TASK
Reproduce each entry exactly as it reads. Leave the images out.

DATA

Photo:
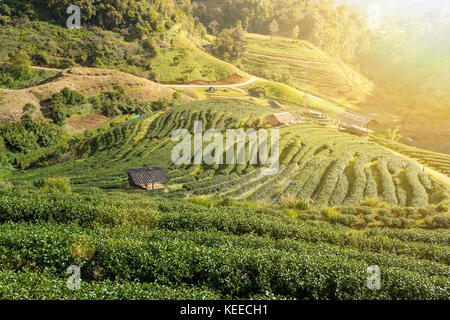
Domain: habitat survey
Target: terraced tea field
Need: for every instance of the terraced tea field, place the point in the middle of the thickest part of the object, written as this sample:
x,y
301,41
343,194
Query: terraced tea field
x,y
305,66
316,162
438,161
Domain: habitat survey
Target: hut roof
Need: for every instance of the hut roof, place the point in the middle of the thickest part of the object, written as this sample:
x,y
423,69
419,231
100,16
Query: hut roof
x,y
275,104
144,176
354,118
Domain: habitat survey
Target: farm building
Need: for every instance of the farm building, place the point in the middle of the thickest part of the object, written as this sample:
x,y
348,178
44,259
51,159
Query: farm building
x,y
208,47
275,104
258,92
316,114
147,178
356,122
278,119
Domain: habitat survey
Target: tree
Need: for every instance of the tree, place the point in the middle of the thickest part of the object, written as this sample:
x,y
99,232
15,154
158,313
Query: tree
x,y
213,25
273,28
295,32
239,40
20,64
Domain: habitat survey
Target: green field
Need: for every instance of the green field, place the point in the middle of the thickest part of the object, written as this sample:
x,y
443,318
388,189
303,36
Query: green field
x,y
301,65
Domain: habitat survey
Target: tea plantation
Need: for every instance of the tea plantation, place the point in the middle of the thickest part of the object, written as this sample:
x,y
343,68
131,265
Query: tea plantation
x,y
338,205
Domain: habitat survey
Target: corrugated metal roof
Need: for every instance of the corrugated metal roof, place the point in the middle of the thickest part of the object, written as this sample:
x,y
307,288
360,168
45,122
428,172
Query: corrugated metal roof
x,y
275,104
144,176
355,118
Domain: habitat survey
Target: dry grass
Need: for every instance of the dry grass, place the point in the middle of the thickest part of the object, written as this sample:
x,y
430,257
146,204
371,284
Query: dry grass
x,y
88,81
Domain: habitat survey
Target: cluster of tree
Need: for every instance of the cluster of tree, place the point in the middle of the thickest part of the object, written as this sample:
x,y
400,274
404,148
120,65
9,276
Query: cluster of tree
x,y
28,135
114,103
136,17
109,103
230,43
338,30
61,102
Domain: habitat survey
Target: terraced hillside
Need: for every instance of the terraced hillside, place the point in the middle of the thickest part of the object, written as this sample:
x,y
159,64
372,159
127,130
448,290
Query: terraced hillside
x,y
89,81
303,66
435,160
316,162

RESPONSE
Photo:
Domain: habitat survey
Target: terraced tea field
Need: for every instance of the terraced tea field, place the point in the middle of the thickest part of the object, written as this sample:
x,y
301,41
343,194
Query: terraced tea field
x,y
305,66
316,162
438,161
Domain: habitat survey
Target: hut roof
Need: for every instance of the hut roof, place the point in the middle of the thickest part of the object, written as this sample:
x,y
423,69
419,231
100,16
Query: hut roof
x,y
275,104
144,176
354,118
Domain: habitat survey
Target: farm building
Need: for every instance of the farm building, place the point in the middle of the thickest part of the object, written as this sample:
x,y
348,178
44,259
51,159
Query: farm building
x,y
208,47
275,104
258,92
316,114
147,178
356,122
278,119
Domain: habitat survey
Target: tree
Need: for every instance of the tree, place the point in the middle of the thickest part of the object, written as this sample:
x,y
99,232
15,154
158,313
Query: tree
x,y
213,25
273,28
295,32
239,40
20,64
Domain: habitat survey
Target: green field
Need: for every instance of the green field, place the point in the middle of the thickest part of the object, written as this sample:
x,y
443,318
388,189
303,36
Query: green field
x,y
301,65
Domain: habitat survey
Target: tea plantation
Need: for every instance of the tea plantation, place the point in the middle of the thickest part of the object, written as this sample:
x,y
343,68
131,265
Query: tea plantation
x,y
338,205
Domain: habitat survey
Target: corrugated metal roof
Need: for every instance of the corrugated metal roof, place the point in the middle of the thickest part of the object, written as this sample:
x,y
307,288
360,168
45,122
428,172
Query: corrugated metal roof
x,y
275,104
144,176
355,118
Domain: habitat survey
Target: dry grass
Need: for every instance of the dry grass, place the point in the middle of the thickest part of the object, written as this sample:
x,y
430,257
146,204
371,284
Query: dry grass
x,y
88,81
Domain: habitat survey
Target: cluster of tree
Need: for every instance of the cluster of tree, place the point in the middle of the thickest part of the object, written as this sample:
x,y
400,274
404,148
120,65
9,276
Query: cluster of tree
x,y
28,135
114,103
136,17
109,103
230,43
338,30
61,102
Domain: habitat survey
Target: terraced hillside
Need: for every instance of the terraced hillside, place the point in the middle of the thickest part of the object, written as this sample:
x,y
159,64
372,159
127,130
448,290
Query: terraced hillside
x,y
89,81
303,66
435,160
316,162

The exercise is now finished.